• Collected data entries
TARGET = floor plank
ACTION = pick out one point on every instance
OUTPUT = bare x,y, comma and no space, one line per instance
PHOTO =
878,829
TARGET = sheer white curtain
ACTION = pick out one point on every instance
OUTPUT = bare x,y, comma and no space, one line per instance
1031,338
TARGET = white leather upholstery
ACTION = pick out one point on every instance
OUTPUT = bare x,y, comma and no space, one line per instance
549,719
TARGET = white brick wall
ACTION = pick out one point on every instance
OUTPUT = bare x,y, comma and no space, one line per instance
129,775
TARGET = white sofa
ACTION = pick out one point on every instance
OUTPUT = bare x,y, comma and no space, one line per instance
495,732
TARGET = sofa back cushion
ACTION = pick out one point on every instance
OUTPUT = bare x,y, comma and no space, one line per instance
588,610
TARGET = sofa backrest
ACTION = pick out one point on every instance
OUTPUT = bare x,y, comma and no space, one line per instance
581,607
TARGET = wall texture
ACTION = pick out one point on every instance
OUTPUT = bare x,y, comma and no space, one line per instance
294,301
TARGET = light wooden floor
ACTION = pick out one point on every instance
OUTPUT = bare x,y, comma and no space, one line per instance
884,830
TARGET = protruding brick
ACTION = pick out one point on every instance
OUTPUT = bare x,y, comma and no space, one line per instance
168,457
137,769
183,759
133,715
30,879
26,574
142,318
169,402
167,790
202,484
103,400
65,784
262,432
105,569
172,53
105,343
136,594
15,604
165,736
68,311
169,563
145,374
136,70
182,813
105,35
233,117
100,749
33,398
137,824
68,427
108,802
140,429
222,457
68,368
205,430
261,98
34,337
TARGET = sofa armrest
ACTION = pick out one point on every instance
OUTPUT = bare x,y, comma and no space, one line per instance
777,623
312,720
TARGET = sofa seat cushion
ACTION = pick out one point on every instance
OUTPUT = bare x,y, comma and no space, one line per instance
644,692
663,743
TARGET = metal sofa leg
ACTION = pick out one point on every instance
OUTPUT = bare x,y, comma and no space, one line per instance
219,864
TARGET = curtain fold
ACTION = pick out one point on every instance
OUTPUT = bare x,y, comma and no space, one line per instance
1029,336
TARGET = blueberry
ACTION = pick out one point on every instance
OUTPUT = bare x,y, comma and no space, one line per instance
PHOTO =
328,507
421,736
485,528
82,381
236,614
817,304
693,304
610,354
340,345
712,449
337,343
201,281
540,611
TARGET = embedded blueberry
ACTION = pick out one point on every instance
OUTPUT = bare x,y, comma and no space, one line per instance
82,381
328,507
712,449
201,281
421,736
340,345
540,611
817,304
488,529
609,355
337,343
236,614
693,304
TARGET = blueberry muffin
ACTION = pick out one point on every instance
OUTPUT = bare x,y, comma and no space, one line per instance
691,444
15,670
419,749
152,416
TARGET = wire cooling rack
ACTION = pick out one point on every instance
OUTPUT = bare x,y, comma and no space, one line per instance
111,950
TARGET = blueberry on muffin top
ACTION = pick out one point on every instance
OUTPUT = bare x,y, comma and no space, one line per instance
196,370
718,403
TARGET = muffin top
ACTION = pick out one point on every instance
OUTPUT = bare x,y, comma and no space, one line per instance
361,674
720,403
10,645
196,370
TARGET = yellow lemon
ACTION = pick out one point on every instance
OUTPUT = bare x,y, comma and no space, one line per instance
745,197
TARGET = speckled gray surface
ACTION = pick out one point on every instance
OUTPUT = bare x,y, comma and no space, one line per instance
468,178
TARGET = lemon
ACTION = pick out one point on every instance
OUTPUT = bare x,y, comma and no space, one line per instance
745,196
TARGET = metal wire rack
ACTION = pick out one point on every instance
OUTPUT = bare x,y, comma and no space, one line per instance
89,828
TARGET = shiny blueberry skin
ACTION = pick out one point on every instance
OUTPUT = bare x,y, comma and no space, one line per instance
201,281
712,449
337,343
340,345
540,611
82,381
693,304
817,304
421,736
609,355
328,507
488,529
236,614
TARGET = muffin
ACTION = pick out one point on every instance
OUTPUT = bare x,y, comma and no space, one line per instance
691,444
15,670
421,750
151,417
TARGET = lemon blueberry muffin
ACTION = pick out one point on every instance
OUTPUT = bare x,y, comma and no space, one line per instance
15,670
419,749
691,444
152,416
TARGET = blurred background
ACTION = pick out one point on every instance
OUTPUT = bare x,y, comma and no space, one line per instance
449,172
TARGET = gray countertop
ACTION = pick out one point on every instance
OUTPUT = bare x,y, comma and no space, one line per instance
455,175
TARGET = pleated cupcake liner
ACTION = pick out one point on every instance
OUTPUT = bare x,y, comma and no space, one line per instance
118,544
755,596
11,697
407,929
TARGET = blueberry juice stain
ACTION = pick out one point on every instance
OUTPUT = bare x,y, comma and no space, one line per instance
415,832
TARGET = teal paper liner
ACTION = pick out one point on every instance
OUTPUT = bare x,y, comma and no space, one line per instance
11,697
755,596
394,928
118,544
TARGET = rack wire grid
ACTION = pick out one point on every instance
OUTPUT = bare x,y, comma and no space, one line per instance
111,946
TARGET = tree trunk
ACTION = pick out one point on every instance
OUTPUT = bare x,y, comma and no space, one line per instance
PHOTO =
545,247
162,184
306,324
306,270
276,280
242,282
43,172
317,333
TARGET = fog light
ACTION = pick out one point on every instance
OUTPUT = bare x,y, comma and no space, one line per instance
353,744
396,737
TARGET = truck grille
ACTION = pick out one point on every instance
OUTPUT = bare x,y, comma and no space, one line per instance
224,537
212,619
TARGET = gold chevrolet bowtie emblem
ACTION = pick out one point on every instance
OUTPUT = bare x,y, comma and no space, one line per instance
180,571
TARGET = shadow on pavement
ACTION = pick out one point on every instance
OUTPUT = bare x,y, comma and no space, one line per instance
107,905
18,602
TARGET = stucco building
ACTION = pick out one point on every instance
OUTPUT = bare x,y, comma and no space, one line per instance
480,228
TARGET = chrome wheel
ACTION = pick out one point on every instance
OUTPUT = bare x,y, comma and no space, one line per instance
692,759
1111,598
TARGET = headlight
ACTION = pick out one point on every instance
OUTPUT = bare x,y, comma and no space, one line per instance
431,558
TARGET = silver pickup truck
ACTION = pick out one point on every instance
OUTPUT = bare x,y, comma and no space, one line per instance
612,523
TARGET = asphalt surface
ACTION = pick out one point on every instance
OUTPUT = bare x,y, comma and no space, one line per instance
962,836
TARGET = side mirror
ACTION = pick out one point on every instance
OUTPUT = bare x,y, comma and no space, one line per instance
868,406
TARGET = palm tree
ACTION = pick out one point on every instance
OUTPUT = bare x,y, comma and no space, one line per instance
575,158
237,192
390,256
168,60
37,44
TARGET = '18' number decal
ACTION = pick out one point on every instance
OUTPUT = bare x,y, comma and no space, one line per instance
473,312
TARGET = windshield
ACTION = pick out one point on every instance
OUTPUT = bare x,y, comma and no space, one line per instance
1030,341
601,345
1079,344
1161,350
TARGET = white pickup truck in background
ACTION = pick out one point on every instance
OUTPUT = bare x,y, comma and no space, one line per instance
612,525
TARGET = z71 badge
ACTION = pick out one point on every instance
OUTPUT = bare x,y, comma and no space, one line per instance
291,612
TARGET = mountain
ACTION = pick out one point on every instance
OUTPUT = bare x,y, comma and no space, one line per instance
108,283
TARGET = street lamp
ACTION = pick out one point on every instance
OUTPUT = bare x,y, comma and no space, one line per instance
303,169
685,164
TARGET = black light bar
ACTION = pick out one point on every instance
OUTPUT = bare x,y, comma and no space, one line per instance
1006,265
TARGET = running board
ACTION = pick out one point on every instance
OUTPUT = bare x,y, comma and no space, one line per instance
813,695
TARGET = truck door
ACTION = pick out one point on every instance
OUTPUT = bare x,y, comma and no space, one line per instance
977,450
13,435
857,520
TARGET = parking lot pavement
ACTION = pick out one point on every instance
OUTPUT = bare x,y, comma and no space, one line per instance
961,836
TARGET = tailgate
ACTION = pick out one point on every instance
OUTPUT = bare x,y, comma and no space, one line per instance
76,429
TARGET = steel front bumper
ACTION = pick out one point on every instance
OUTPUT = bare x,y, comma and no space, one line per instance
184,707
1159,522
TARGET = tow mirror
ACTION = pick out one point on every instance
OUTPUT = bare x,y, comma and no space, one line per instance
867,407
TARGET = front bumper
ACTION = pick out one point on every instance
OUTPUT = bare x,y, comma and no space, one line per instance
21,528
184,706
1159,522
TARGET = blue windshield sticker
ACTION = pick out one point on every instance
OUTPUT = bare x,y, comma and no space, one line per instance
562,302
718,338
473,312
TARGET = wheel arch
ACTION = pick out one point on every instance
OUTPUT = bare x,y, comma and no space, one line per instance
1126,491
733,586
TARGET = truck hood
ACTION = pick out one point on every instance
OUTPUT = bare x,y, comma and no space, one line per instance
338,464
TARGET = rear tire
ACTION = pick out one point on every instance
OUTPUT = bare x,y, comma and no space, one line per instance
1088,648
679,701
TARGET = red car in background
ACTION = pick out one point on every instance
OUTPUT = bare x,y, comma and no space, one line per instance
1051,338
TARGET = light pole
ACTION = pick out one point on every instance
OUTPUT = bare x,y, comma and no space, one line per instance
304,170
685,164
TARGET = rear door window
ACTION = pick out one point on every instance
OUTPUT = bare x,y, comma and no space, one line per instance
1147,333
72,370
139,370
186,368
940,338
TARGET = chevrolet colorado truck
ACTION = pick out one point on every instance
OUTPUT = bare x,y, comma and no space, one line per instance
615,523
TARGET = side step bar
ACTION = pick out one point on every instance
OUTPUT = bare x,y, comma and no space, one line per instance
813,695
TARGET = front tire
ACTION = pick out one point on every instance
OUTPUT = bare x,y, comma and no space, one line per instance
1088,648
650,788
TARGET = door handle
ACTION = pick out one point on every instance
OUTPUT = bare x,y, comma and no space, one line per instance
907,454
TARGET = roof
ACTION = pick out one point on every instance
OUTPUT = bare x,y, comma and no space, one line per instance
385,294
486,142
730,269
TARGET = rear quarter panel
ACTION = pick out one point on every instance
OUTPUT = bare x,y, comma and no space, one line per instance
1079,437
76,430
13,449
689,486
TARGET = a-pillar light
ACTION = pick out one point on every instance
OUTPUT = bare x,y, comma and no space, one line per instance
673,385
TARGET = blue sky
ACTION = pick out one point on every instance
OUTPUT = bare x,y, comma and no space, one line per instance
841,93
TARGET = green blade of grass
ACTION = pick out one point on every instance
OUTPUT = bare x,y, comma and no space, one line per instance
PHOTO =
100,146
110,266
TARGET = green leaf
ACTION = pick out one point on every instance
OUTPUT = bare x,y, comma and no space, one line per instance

• Stated problem
Every line from the one containing "TARGET = roof" through the end of the data must be repeated exactly, and no other line.

• Answer to the problem
TARGET = roof
ACTION = pick out one point on every instance
OUTPUT = bare x,y, comma and no space, one line per instance
385,294
486,142
730,269
TARGET = rear quarter panel
ACTION = pick out one point on every instance
OUTPUT = bare x,y, comma and no space, one line per instance
1079,437
76,430
13,449
689,486
TARGET = a-pillar light
ACTION = pick out one point on every instance
OUTPUT = bare x,y, comma and no space, one line per instance
673,385
TARGET = blue sky
ACTION = pick out one point on every instance
OUTPUT = bare x,y, comma and no space, one line per instance
841,93
TARGET = green blade of grass
ACTION = pick out one point on every instance
OUTPUT = bare x,y, comma and no space, one line per instance
PHOTO =
100,146
110,266
TARGET = green leaf
ACTION = pick out one point on every instance
OUTPUT = bare x,y, comma and no space, one line per instance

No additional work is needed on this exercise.